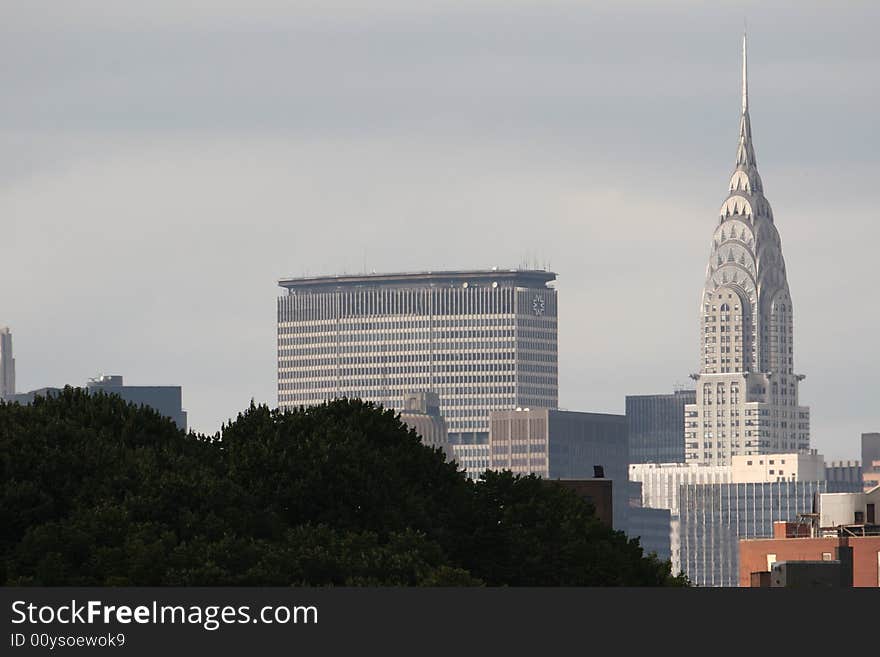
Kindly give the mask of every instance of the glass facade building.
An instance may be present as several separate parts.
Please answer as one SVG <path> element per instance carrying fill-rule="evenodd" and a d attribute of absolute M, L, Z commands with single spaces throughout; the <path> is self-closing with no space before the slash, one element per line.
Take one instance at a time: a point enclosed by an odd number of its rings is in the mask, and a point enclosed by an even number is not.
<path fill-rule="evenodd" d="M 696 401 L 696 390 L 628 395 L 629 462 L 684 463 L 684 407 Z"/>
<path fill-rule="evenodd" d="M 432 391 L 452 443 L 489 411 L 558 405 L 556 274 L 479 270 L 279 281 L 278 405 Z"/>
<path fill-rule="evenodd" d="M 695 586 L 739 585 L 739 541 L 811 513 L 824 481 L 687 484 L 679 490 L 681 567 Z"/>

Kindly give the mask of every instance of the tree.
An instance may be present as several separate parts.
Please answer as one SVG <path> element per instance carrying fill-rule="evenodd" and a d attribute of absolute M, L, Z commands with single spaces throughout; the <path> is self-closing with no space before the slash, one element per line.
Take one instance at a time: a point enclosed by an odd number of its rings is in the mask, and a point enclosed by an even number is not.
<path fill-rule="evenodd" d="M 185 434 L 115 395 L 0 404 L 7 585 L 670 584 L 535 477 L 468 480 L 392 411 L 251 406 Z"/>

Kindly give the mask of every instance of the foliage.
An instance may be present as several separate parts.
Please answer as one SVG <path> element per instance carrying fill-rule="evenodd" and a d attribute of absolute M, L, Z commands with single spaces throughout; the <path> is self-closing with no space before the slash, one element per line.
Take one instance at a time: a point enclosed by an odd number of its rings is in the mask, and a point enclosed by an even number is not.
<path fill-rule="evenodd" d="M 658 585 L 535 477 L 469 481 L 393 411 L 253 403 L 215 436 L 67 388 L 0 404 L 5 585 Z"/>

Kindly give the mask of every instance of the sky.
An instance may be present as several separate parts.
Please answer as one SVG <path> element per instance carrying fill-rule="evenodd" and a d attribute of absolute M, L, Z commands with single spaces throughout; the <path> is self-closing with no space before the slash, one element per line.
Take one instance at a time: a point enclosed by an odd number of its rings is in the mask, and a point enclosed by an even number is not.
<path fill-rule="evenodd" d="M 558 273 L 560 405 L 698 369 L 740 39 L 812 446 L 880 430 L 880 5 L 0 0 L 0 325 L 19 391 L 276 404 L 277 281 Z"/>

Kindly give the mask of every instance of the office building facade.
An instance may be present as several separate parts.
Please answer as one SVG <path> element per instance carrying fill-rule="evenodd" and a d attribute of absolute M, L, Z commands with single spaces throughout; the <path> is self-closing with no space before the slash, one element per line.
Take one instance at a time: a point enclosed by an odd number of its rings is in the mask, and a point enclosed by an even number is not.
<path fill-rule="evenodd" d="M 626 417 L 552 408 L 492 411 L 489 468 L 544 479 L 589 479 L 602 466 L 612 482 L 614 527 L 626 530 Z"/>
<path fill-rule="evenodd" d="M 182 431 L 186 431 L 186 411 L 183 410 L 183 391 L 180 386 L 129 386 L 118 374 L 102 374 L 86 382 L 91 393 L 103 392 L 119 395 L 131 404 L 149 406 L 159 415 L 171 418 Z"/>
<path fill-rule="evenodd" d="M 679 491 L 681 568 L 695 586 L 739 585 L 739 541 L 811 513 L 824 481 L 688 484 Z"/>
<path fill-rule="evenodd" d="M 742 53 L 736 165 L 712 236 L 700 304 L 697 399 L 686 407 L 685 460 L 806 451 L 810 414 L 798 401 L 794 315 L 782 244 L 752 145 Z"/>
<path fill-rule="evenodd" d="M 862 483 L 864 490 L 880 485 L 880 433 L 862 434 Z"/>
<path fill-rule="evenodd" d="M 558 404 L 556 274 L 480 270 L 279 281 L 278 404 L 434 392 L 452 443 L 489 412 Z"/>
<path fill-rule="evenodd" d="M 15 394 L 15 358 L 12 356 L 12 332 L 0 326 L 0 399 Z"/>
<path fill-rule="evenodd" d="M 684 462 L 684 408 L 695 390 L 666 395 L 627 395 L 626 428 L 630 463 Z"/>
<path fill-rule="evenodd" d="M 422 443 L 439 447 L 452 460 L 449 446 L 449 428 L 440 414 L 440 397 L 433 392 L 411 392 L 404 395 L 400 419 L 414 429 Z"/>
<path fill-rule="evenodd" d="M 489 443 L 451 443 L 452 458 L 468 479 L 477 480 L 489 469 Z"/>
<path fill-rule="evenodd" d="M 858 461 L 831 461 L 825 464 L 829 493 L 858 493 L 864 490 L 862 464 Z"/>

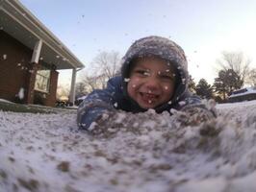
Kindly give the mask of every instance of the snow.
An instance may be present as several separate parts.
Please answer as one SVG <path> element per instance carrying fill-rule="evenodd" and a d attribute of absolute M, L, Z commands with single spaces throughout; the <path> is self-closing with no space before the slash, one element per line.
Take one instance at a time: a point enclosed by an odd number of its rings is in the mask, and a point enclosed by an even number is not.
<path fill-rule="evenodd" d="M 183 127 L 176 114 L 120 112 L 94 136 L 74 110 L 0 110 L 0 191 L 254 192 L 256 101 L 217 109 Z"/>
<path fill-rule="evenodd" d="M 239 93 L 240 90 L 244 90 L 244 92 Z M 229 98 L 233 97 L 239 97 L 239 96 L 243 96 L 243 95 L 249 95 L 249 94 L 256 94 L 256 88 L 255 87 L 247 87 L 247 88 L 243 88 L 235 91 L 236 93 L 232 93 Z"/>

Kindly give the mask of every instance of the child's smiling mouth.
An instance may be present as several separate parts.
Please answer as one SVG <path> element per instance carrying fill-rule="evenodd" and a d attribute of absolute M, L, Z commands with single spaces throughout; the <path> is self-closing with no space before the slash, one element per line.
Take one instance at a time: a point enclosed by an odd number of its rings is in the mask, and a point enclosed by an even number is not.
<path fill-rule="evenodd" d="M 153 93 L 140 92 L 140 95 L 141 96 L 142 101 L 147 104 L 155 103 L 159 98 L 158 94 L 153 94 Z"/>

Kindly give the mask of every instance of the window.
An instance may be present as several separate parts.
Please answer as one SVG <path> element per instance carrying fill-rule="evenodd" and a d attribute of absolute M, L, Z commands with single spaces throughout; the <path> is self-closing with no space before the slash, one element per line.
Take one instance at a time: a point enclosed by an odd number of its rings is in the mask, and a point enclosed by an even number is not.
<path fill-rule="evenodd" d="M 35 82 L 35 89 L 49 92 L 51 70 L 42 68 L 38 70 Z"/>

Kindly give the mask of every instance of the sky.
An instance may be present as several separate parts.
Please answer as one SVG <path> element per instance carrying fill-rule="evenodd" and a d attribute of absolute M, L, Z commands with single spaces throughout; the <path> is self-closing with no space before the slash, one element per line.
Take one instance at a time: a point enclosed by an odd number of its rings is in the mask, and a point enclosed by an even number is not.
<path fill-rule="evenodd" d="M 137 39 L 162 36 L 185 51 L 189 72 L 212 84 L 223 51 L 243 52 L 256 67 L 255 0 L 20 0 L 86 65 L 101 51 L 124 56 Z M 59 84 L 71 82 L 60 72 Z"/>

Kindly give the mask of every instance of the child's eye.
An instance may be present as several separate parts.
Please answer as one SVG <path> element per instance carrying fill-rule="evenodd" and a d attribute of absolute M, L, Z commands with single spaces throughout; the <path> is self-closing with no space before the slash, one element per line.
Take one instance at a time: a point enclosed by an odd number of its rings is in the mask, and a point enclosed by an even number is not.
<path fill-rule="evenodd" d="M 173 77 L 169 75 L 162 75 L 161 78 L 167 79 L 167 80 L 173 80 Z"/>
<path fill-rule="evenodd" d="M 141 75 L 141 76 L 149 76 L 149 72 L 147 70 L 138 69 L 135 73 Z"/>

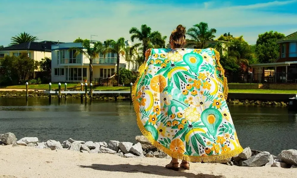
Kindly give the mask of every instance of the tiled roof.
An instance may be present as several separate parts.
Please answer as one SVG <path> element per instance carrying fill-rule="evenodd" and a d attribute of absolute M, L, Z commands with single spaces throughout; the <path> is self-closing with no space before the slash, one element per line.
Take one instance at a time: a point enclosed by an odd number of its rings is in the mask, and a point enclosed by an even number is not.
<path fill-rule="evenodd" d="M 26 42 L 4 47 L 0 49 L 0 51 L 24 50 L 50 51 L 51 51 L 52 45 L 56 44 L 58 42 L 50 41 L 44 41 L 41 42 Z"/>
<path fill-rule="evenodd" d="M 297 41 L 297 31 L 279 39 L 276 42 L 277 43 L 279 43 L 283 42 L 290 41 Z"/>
___
■ Requirement:
Please format the part of the listing above that opens with the line containing "Kindly give the mask of every instance of the child's eye." and closes with the line containing "141 75 L 141" as a numbered list, leaving out any blank lines.

■ The result:
1. Kindly give the mask of every instance of the child's eye.
2. An instance may be present as several separate parts.
3. Please answer as one SVG <path> element per instance carrying fill-rule="evenodd" and a d attribute of absolute M, L, Z commands with single spaces throughout; the <path> is self-closing with no space before the slash, one element per line.
4. Take one instance at a time: a point enclosed by an odd number of its rings is in the mask, and a point enclosed by an even number is not.
5. <path fill-rule="evenodd" d="M 173 77 L 169 75 L 162 75 L 161 78 L 167 79 L 167 80 L 173 80 Z"/>
6. <path fill-rule="evenodd" d="M 141 75 L 141 76 L 149 76 L 149 72 L 147 70 L 138 69 L 135 73 Z"/>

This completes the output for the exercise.